Copia literalmente del texto sobre el restaurante Viridiana el fragmento que empieza en "Desde un principio, Viridiana" y termina en "en nuevas técnicas.".

FRAGMENTO SELECCIONADO
—————

En 1978 pasaron muchas cosas, desde la ratificación de la Constitución española hasta el ingreso de la primera mujer en la RAE: Carmen Conde; en cine, películas como “El Cazador”, “El expreso de medianoche” o “Los niños del Brasil” marcaban una época llena inquietudes sociales y, al mismo tiempo, en un pequeño local de la calle Fundadores, un toledano de 28 años ponía en marcha el que, con el tiempo, se ha consolidado como uno de los restaurantes más personales de todo el panorama español: Abraham García abría Viridiana.

Desde un principio, Viridiana ha sido un sitio especial, un pequeño comedor (tan pequeño que si llegabas pronto tenías que esperar en la calle), con servicio en dos turnos, que no admitía tarjetas de crédito, con un chef que, en sus propias palabras, “hacía lo que le salía de los fogones” en fin, todo lo necesario para  desanimar a muchos posibles clientes y, sin embargo, Viridiana conquistó desde el principio a un gran número de aficionados que supieron disfrutar con una cocina diferente cuando la norma era lo convencional, que agradecieron una carta de vinos muy superior a lo habitual y que encontraron, en Abraham García, a un cocinero capaz de abrir nuevos caminos sin necesidad de basarlos en nuevas técnicas.

Todo el que ha pasado por el pequeño local de Fundadores recuerda sus manteles de cuadros, la presencia de Abraham en la sala con su peculiar manera de contarte los platos del menú y los fuera de carta, sus apariciones a través del ventanuco de la cocina, o esos aperitivos con fruta acompañados por chacina donde mandaba a los comensales mensajes escritos sobre una hoja con mantequilla; pero llegó un momento es que era demasiado evidente que el local se había quedado pequeño y, cuando al cabo de más de 15 años de su apertura nos enteramos de que Viridiana hacía las maletas y se venía a la zona de los Jerónimos, tuvimos la sensación de que se acababa una época marcada por ese local y esa cocina “canalla” de Abraham.

Lo cierto es que, más allá del cambio de decorado y de la ganancia de espacio y, a pesar de las incidencias sufridas en el nuevo local, Viridiana sufrió pocos cambios en su manera de ser; siguió siendo un restaurante capaz de sorprenderte con las fusiones que se le ocurrían a su propietario y de presentarte productos que Abraham traía de sus frecuentes viajes como cronista de grandes carreras de caballos (hoy hablamos de Viridiana, otro día hablaremos de Abraham García con más detalle).

—————

DATOS PARA EXAMINAR
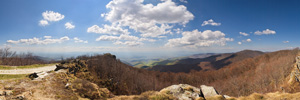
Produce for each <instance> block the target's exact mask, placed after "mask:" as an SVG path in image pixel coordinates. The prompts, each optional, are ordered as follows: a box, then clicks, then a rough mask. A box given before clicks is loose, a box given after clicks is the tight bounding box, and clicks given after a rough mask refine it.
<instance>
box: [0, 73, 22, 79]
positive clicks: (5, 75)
mask: <svg viewBox="0 0 300 100" xmlns="http://www.w3.org/2000/svg"><path fill="white" fill-rule="evenodd" d="M26 75H27V74H17V75H7V74H0V80H7V79H21V78H25V77H26Z"/></svg>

—————

RESPUESTA DEL EJERCICIO
Desde un principio, Viridiana ha sido un sitio especial, un pequeño comedor (tan pequeño que si llegabas pronto tenías que esperar en la calle), con servicio en dos turnos, que no admitía tarjetas de crédito, con un chef que, en sus propias palabras, “hacía lo que le salía de los fogones” en fin, todo lo necesario para  desanimar a muchos posibles clientes y, sin embargo, Viridiana conquistó desde el principio a un gran número de aficionados que supieron disfrutar con una cocina diferente cuando la norma era lo convencional, que agradecieron una carta de vinos muy superior a lo habitual y que encontraron, en Abraham García, a un cocinero capaz de abrir nuevos caminos sin necesidad de basarlos en nuevas técnicas.